## Required task 1
Answer these questions about the Iowa Open 2011 forum thread below:
(a) On what date and in what town is the competition held?
(b) To what song do Rubiks560 and John plan to dance during lunch?
(c) What does Bryan say he will have for sale?

┄┄┄┄┄┄┄┄┄┄

# Iowa Open 2011



## Cyrus C. (Jan 31, 2011)

http://www.cubingusa.com/iowa2011/index.php

Yaaaaa!

April 16th. Clinton, IA.


And possible after party: http://clintonherald.com/local/x530798204/Reality-TV-star-takes-chance-on-Clinton


----------



## JackJ (Jan 31, 2011)

It's a maybe for me.


----------



## Rubiks560 (Feb 2, 2011)

So, me and John are gonna do a dance to Tik Tok by Kesha during lunch...be there or be square.


----------



## guinepigs rock (Feb 2, 2011)

Any one trading or selling a maru 4x4 or a clock or magic, mastermagic or a square 1 or master square 1 at the competition?


----------



## TheMachanga (Feb 2, 2011)

Edit: This comp is during spring break in Chicago Public Schools, and my Saturday music lessons are off, so I can go. I have a ride too.


----------



## guinepigs rock (Feb 9, 2011)

Any one selling or trading a maru 4x4?


----------



## TheMachanga (Feb 15, 2011)

guinepigs rock said:


> Any one selling or trading a maru 4x4?


 If I can go, I have a maru 4x4 that turns really fast and smooth, but occasionally misaligns. I have never messed with the tensions, so tightening it may solve the problem. I'll sell it unless theres something you can give me as a trade.


----------



## guinepigs rock (Mar 5, 2011)

Any one selling a v-cube 2x2 or and x-cube 4x4 I will buy them. Please pm if you have one.


----------



## Bryan (Mar 5, 2011)

I'll have some CubingUSA Maru 3x3 in both black and white and black Maru 4x4 for sale.


----------



## guinepigs rock (Mar 6, 2011)

Bryan said:


> I'll have some CubingUSA Maru 3x3 in both black and white and black Maru 4x4 for sale.


 
I will take the black maru 4x4.


----------



## Rubiks560 (Mar 9, 2011)

Would anyone be willing to film my solves? I would need all the 2x2 and 3x3 rounds filmed. And maybe some other random ones.


----------



## TheMachanga (Mar 9, 2011)

Rubiks560 said:


> Would anyone be willing to film my solves? I would need all the 2x2 and 3x3 rounds filmed. And maybe some other random ones.


 I'll do it if you film mine . You probably won't have to, because my dad will probably film me. Also, I think it's better to make it an at-the-comp question, because what if I'm solving the same time you are? I remember trying to do what John does (tripod on the table), but I don't like it because the angle (I like watching competition videos that look like a competition solve, not an at home solve), and it's too much of a hassle. I suggest you try that method if you do not not like it.


----------



## Rubiks560 (Mar 9, 2011)

TheMachanga said:


> I'll do it if you film mine . You probably won't have to, because my dad will probably film me. Also, I think it's better to make it an at-the-comp question, because what if I'm solving the same time you are? I remember trying to do what John does (tripod on the table), but I don't like it because the angle (I like watching competition videos that look like a competition solve, not an at home solve), and it's too much of a hassle. I suggest you try that method if you do not not like it.

┄┄┄┄┄┄┄┄┄┄

## Required task 2
Turn the records below, from the line with "Target: sunglasses on man" through the end of the records, into a numbered list, leaving out blank lines and any pictures.

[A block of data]
┄┄┄┄┄┄┄┄┄┄

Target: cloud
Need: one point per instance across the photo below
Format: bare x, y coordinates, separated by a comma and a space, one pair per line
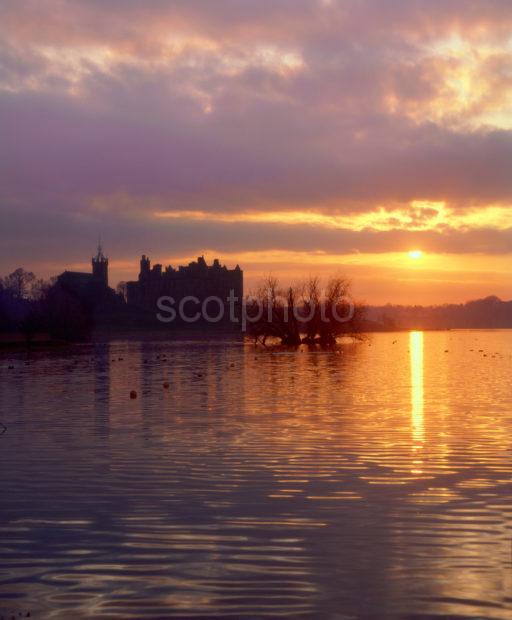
111, 110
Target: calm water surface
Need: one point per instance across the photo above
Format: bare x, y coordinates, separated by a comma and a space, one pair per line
374, 483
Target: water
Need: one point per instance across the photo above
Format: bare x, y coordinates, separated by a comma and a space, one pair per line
374, 483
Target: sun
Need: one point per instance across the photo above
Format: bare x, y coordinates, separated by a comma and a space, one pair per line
415, 254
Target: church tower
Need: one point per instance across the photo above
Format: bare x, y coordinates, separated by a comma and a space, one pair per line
100, 268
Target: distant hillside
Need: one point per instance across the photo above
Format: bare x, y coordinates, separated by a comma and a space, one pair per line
490, 312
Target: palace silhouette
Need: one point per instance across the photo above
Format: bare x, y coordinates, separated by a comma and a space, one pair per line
136, 304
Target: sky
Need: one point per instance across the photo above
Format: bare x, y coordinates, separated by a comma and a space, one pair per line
294, 137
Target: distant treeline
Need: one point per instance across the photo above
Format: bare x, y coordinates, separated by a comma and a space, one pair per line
490, 312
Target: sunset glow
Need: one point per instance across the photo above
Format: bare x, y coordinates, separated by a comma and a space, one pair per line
327, 144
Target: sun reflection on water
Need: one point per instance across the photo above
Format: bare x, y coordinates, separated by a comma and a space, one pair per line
416, 360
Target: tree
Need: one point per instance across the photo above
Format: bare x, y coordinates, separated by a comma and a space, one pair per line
304, 313
19, 283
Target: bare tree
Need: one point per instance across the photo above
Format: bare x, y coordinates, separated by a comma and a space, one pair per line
19, 283
304, 313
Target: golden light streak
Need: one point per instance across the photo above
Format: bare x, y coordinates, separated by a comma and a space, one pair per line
417, 396
417, 216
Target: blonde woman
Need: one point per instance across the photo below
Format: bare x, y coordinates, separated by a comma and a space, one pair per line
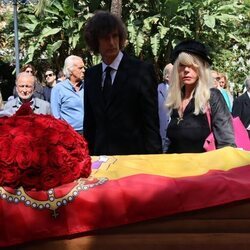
1, 102
190, 94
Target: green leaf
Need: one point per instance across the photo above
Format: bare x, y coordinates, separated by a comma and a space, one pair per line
55, 46
75, 39
47, 31
155, 44
209, 21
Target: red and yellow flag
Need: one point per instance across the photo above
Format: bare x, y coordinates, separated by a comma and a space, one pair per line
123, 190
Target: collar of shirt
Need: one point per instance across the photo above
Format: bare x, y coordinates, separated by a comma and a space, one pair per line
20, 102
71, 85
114, 65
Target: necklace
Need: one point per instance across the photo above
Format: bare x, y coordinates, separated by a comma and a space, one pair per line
183, 106
179, 119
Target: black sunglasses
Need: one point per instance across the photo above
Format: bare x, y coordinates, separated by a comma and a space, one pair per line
49, 75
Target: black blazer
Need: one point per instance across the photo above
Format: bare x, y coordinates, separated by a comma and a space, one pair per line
128, 123
241, 108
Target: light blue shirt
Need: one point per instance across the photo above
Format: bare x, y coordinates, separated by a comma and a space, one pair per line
67, 104
164, 116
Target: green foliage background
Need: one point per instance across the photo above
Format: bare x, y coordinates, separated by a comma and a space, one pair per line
154, 28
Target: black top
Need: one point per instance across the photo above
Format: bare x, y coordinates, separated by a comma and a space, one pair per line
189, 134
241, 108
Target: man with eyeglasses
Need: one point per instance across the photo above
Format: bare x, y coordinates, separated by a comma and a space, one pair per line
216, 78
25, 86
67, 96
50, 79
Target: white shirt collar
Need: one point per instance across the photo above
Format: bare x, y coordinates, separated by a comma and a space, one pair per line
115, 64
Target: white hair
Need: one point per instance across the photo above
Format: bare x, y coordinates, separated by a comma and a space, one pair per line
247, 83
167, 71
25, 74
202, 89
69, 63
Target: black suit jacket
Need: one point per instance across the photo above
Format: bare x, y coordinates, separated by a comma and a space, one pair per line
241, 108
128, 123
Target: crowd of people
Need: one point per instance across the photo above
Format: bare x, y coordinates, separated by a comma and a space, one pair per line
118, 105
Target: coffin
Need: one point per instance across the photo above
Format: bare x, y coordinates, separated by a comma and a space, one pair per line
179, 201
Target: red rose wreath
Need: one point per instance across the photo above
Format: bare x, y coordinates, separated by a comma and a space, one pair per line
41, 152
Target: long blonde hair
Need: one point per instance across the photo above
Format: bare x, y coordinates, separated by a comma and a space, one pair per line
203, 85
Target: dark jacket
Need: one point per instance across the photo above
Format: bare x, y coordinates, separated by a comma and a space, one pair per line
128, 123
241, 108
188, 134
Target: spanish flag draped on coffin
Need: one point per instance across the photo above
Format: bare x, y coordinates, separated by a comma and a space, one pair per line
123, 190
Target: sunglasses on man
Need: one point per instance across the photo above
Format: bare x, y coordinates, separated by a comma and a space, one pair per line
49, 75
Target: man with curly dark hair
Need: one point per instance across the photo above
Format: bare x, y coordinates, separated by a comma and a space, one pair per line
120, 94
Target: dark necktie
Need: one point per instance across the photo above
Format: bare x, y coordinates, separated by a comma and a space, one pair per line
107, 84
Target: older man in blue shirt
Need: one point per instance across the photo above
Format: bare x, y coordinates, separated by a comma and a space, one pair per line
67, 96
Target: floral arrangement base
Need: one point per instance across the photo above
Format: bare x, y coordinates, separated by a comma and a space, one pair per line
40, 152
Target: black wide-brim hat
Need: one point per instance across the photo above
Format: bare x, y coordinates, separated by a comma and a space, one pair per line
192, 47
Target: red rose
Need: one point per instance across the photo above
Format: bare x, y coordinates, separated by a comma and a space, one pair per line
31, 178
49, 178
11, 176
39, 151
24, 157
7, 155
40, 157
22, 141
67, 175
52, 136
68, 140
85, 171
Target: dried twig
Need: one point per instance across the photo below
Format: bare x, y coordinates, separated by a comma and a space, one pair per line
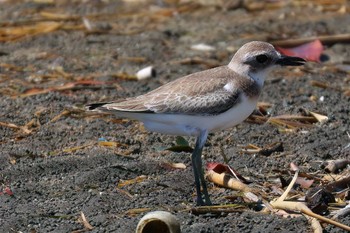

┄┄┄┄┄┄┄┄┄┄

## Task output 1
(a) April 16th, in Clinton, IA.
(b) Tik Tok by Kesha.
(c) CubingUSA Maru 3x3 cubes in both black and white, and black Maru 4x4 cubes.

## Task output 2
1. Target: sunglasses on man
2. Need: one point per instance across the photo above
3. Format: bare x, y coordinates, separated by a comma and a space, one pair per line
4. 49, 75
5. Target: man with curly dark hair
6. Need: one point per instance across the photo above
7. Format: bare x, y coordinates, separated by a comma and a space, one pair per line
8. 120, 94
9. Target: dark necktie
10. Need: one point per instance across the photo above
11. Format: bare x, y coordinates, separated by a comma and a space, one pair per line
12. 107, 84
13. Target: older man in blue shirt
14. Need: one point per instance across the photo above
15. Format: bare x, y coordinates, separated by a comma and a space, one pair per line
16. 67, 96
17. Target: floral arrangement base
18. Need: one point per instance across the photo above
19. Format: bare x, y coordinates, separated by a comma and a space, one pair per line
20. 40, 152
21. Target: black wide-brim hat
22. Need: one point per instance across the photo above
23. Format: bare x, y coordinates, separated by a comma and a space, one pair per line
24. 192, 47
25. Target: red rose
26. Need: one point per instance across the photo above
27. Format: bare x, y coordinates, separated by a comma and a space, one pair per line
28. 31, 178
29. 49, 178
30. 11, 176
31. 39, 151
32. 24, 157
33. 7, 155
34. 40, 157
35. 22, 141
36. 67, 175
37. 52, 136
38. 68, 140
39. 85, 171
40. Target: dried twig
41. Need: one point per instance across the photo below
42. Format: bare x, y coordinates, separated by a comma and a space, one pair per line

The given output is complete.